**Ketentuan Tugas:** Lanjutkan teks tentang Dee Lestari di bawah ini, mulai setelah kalimat terakhirnya.

Sumber: www.deelestari.com
Nama dan sosok Dee Lestari sudah tidak asing di dunia hiburan dan penulisan Indonesia. Bernama lengkap Dewi Lestari, Dee adalah putri keempat dari Yohan Simangunsong dan Tiurlan Siagian. Lahir di Bandung pada 20 Januari 1976, perempuan yang kini berusia 47 tahun tumbuh besar dalam lingkungan seni. Dee bersama ketiga saudara perempuannya yang juga aktif di bidang seni sudah terlibat di dunia musik, seni dan menulis. Di masa kecilnya, Dee sendiri sudah aktif dalam dunia musik dan berlatih vokal bersama beberapa pelatih, salah satunya adalah Elfa Secoria.
Berpengalaman sebagai penyanyi latar untuk para musisi papan atas Indonesia seperti Chrisye, akhirnya Dee, Sita dan Rida membuat rekaman album pertamanya. Ketiganya tergabung dalam sebuah grup bernama RSD. Bagi Dee bekerja sama dengan Sita tidak asing karena mereka adalah rekan menyanyi sejak kecil. Sementara Rida menjadi rekan barunya yang direkomendasikan oleh Andre Hehanusa. RSD kemudian merilis album pertamanya, Antara Kita,pada tahun 1995.
Pernikahannya bersama Marcell Siahaan pada 2003 membuahkan seorang anak laki-laki bernama Keenan Avalokita Kirana. Sayangnya pernikahan itu berakhir pada tahun 2008. Tak lama kemudian, Dee menikahi Reza Gunawan dan memiliki seorang putri bernama Atisha Prajna Tiara.
Di dunia kepenulisan pun nama Dee berhasil menjangkau pembaca asing lewat novel Supernova episode pertama dan Perahu Kertas (Paper Boats) yang sudah diterjemahkan. Beberapa kali Dee mewakili para penulis Indonesia dan menjadi pembicara di event bergengsi dunia seperti Frankfurt Book Fair (2014), London Book Fair (2019) dan Brahmaputra Literary Festival (2019) di India. Bukan tanpa alasan, dia memilih nama pena Dee Lestari. Konon nama itu dipilih karena tak jarang sulit bagi orang asing untuk menyebutkan nama Dewi.
Di Indonesia sendiri selain seri Supernova, karyanya yang lain pun selalu berhasil menjadi best seller diantaranya Madre, Perahu Kertas, Filosofi Kopi, Rectoverso, Aroma Karsa, dan Rapijali. Bahkan beberapa karyanya sudah diadaptasi menjadi film layar lebar. Dalam mendeskripsikan dirinya sebagai seorang penulis, Dee menyebut dirinya tipe penulis yang berada di persimpangan antara penulis fiksi sastra intelektual dan sastra populer.
Prinsip yang diyakini dan diterapkannya dalam berkarya adalah Kaizen, sebuah perbaikan kecil yang dilakukan berkesinambungan. Sebagai wujud kepeduliannya terhadap dunia literasi Indonesia dan 20 tahun lebih berkarir, Dee membantu para calon penulis muda dalam program menulis secara online bernama Kaizen.

**Cuplikan Data:**
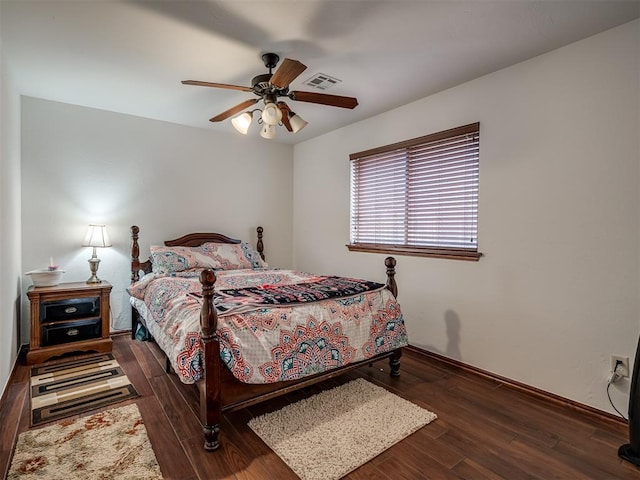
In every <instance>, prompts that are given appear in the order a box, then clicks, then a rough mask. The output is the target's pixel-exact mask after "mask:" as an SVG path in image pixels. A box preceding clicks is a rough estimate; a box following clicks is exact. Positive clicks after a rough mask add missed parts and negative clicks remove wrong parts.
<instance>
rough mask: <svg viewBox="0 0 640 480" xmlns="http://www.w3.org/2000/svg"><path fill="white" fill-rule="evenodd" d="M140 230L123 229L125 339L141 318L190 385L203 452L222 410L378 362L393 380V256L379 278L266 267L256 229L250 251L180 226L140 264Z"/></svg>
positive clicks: (226, 241) (394, 302)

**Ruang Jawaban:**
Sang Mentor Kaizen
Menulis prosa dan puisi tidak melulu soal cinta adalah pesan Papa padaku. Menjadi seorang penulis sudah menjadi impianku sejak kecil setelah melihat sosok Papa. Aku belajar menulis secara otodidak dengan bekal membaca banyak buku ketimbang bermain dengan teman-teman.
Tulisanku buruk, terasa hampa, tidak bernyawa dan miskin rasa. Tumpukan tulisan masa kecil itu tersingkir oleh tumpukan lainnya. Dua dekade kemudian, aku menemukan kembali tulisan itu. Teringat dengan sebuah informasi kelas penulisan di Kuncie.com bersama Dee Lestari membuatku ingin bergabung.
Dalam program menulis online itu, Dee menawarkan seni bercerita yang lebih tertata, membentuk para tokoh, dan melakukan riset secara menyeluruh. Soal riset ini sudah pasti diperlukan untuk bisa menulis karya fiksi. Bagaimana pun menulis fiksi ini lebih menantang, kalau tidak sama menantangnya, dari menulis karya ilmiah akademik.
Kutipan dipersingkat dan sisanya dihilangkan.